I suppose the best decision we made was the choice of Dr. V.P. Gangadharan as the oncologist under whom I was to undergo treatment. Something tells me that if I am still around to tell this story, it is because of the Doctor. He assured us during our first consultation with him that “We’ll manage it”. There was no look of pity or that ill-concealed effort at tolerance when he answered our queries. Nor was there a laboured joviality for the benefit of the patient. Here was a person who considered it his hyppocratean duty to use his professional skills to give a patient a fighting chance of survival – and the patient was one in whom the disease had disseminated into the secondary stage.

And this is what a patient asks for.

Friday, January 2, 2009

Post 2. Spine Chilling Name - I

A disease with a spine chilling name, was how I described it to Margarida and Tulsi, my colleagues back in Mumbai, who were the only two people I informed at that stage when a lesion in my iliac bone was being investigated to “rule out malignancy”. I had sent them a common email from Hyderabad. That was my way of dealing with this not exactly a happy situation. I had to be brutally honest with myself, for specialists and pathologists had hinted at the strong possibility of Solitary Myloma or a Metastasis . The first was a manageable condition while the latter, well, not really an enviable one!

I had always found that the most effective way of dealing with the brutal realities of life was to step out of the tricky situation for a moment and look at it from the outside. Sometimes such a perspective yields unexpectedly humourous results. It was in one such moment that the spine chilling nature of the term struck me. And I dashed out an email to my friends, who were not deceived by the levity of the tone.

They called me immediately. I could 'hear' their shock and distress in the heavy silences during the telephone conversation. Then they fell silent for a few days. They, too, I knew, were trying to deal with the situation. And their way, I came to know later, was even more interesting. Together they browsed through every available site on lesion in the iliac bone, and long before the pathology reports came, my friends had arrived at the diagnosis - and a perfect one at that! After they made their diagnosis they called! By then, the pathology department had already confirmed that it was a “mets”. The search for the primary was on with a vengeance. Chin up, Molly, my friends hified over the phone. They told me where the primary was. It made me smile. The statistics are very encouraging, they assured me. These are days when Cancer need not necessarily be a spine chilling name, most certainly not in these days of sophisticated treatment, they told me.

Recorded information:
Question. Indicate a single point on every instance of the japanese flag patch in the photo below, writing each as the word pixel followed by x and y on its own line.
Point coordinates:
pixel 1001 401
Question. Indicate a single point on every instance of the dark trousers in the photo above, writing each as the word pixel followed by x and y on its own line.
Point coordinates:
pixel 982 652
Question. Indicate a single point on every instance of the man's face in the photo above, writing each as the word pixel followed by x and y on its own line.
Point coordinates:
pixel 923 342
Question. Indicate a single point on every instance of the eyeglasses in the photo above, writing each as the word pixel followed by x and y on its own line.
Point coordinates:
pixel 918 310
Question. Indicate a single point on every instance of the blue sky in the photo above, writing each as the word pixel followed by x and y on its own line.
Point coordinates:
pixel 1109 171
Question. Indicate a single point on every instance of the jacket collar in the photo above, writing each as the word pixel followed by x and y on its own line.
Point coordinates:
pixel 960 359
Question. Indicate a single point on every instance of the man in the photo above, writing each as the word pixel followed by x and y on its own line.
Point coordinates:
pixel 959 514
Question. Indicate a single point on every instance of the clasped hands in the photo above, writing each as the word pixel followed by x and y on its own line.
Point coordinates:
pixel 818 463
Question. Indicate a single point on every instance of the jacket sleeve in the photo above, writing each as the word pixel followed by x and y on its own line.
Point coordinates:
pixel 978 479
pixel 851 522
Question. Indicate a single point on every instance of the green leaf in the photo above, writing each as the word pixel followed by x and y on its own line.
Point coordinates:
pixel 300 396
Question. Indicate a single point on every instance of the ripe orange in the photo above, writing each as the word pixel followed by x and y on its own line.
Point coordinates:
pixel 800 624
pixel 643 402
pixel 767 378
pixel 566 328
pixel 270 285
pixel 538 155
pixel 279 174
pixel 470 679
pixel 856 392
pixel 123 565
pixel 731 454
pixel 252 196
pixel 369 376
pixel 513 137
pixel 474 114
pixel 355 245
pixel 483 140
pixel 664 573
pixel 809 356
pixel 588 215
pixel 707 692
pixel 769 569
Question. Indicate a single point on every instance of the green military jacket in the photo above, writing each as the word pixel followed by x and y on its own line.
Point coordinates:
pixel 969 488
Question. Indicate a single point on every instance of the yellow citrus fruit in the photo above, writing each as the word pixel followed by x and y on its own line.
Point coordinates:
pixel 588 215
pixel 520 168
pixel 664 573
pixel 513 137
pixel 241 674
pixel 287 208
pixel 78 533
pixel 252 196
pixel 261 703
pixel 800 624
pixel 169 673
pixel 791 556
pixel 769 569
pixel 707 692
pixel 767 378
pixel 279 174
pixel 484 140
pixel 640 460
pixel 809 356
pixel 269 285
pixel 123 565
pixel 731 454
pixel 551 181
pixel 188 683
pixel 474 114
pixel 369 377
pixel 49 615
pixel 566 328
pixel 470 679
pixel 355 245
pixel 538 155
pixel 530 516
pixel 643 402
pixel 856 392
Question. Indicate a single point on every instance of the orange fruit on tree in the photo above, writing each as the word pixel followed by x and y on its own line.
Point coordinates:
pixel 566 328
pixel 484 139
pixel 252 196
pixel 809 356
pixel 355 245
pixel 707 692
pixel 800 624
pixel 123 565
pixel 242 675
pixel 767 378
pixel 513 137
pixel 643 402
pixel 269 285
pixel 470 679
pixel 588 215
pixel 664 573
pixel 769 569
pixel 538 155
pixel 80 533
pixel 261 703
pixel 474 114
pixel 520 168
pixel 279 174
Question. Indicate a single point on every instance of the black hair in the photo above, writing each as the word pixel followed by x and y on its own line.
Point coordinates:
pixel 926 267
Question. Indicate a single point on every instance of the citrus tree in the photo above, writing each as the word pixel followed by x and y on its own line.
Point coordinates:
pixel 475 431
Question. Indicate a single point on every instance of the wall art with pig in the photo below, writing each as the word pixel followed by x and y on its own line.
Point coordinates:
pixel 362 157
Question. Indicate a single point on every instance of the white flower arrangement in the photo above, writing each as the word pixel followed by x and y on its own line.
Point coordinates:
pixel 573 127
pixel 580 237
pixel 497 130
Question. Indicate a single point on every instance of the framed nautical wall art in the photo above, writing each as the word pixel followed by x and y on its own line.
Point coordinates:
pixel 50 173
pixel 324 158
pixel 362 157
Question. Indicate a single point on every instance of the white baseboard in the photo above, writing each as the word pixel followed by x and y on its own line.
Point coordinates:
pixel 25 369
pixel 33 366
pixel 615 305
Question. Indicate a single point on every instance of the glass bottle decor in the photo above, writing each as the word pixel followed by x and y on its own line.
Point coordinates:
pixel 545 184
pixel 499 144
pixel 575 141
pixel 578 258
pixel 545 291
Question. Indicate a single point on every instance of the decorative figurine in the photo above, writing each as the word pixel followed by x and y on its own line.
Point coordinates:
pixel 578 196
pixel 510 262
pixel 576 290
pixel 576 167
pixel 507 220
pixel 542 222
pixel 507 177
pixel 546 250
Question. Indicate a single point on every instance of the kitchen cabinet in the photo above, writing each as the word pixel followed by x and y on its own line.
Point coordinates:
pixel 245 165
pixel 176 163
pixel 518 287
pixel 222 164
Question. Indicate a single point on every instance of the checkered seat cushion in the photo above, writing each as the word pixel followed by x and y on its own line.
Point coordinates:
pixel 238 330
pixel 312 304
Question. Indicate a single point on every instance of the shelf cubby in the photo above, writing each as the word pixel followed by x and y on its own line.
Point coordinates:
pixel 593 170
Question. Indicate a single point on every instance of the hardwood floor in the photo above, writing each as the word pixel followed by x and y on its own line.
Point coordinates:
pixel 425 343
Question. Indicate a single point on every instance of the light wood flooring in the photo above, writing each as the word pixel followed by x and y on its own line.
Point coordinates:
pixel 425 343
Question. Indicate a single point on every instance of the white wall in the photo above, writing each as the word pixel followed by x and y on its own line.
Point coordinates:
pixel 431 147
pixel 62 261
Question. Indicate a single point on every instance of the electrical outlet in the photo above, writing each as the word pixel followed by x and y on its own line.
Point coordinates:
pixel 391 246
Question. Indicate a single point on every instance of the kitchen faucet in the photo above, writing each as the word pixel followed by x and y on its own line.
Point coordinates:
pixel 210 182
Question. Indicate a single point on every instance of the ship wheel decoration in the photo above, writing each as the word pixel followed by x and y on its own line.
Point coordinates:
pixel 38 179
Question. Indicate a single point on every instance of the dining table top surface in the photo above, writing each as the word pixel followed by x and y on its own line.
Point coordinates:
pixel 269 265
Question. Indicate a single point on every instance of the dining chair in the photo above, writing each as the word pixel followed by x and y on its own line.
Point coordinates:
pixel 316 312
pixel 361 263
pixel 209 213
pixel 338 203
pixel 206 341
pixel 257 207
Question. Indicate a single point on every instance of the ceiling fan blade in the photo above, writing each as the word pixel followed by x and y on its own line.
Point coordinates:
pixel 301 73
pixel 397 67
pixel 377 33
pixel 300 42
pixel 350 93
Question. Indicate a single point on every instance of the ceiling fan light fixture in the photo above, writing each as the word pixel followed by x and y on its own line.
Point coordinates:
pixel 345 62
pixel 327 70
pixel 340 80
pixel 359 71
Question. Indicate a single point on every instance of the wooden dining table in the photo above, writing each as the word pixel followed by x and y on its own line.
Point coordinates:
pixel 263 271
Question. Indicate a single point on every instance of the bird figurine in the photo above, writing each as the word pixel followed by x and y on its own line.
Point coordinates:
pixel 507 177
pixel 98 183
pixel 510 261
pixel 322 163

Assigned task A: According to the cancer blog excerpt, who were the only two people the writer told while the lesion in the iliac bone was being investigated?
Assigned task B: Extend the cancer blog excerpt with a few paragraphs that pick up after its final sentence.
The records are independent material unrelated to the cancer blog excerpt.

Task result A: Margarida and Tulsi, the writer's colleagues in Mumbai.

Task result B:
I love them for that call!

Cancer is like a snake bite. Doctors say that the sheer terror of having been bitten by a snake contributes substantially to deaths by snake bites. A person diagnosed with cancer instantly sees Death taking a definite shape before her eyes. True, Death is a certainty in life that always hovers menacingly around in the periphery of our consciousness, but, thankfully, in an amorphous form. But once Death acquires a definite shape and a form, the afflicted person realizes that it holds no more terrors for her. She then faces the truth that it is not Death but Life that crushes her, brings tears to her eyes when no one is there to see. Those closest to her heart haunt her waking and sleeping hours. She consoles herself with age old adages about no one being indispensable. Struggles to convince herself about that great truth of life but fails miserably. She thinks with anxiety of the tasks yet to be performed, and meticulously charts out in her mind ways of getting them done, even after her time. Emotions swell and submerge her. Yes, it is Life that a cancer patient cannot deal with, the life that she doesn’t want to leave behind – and not death.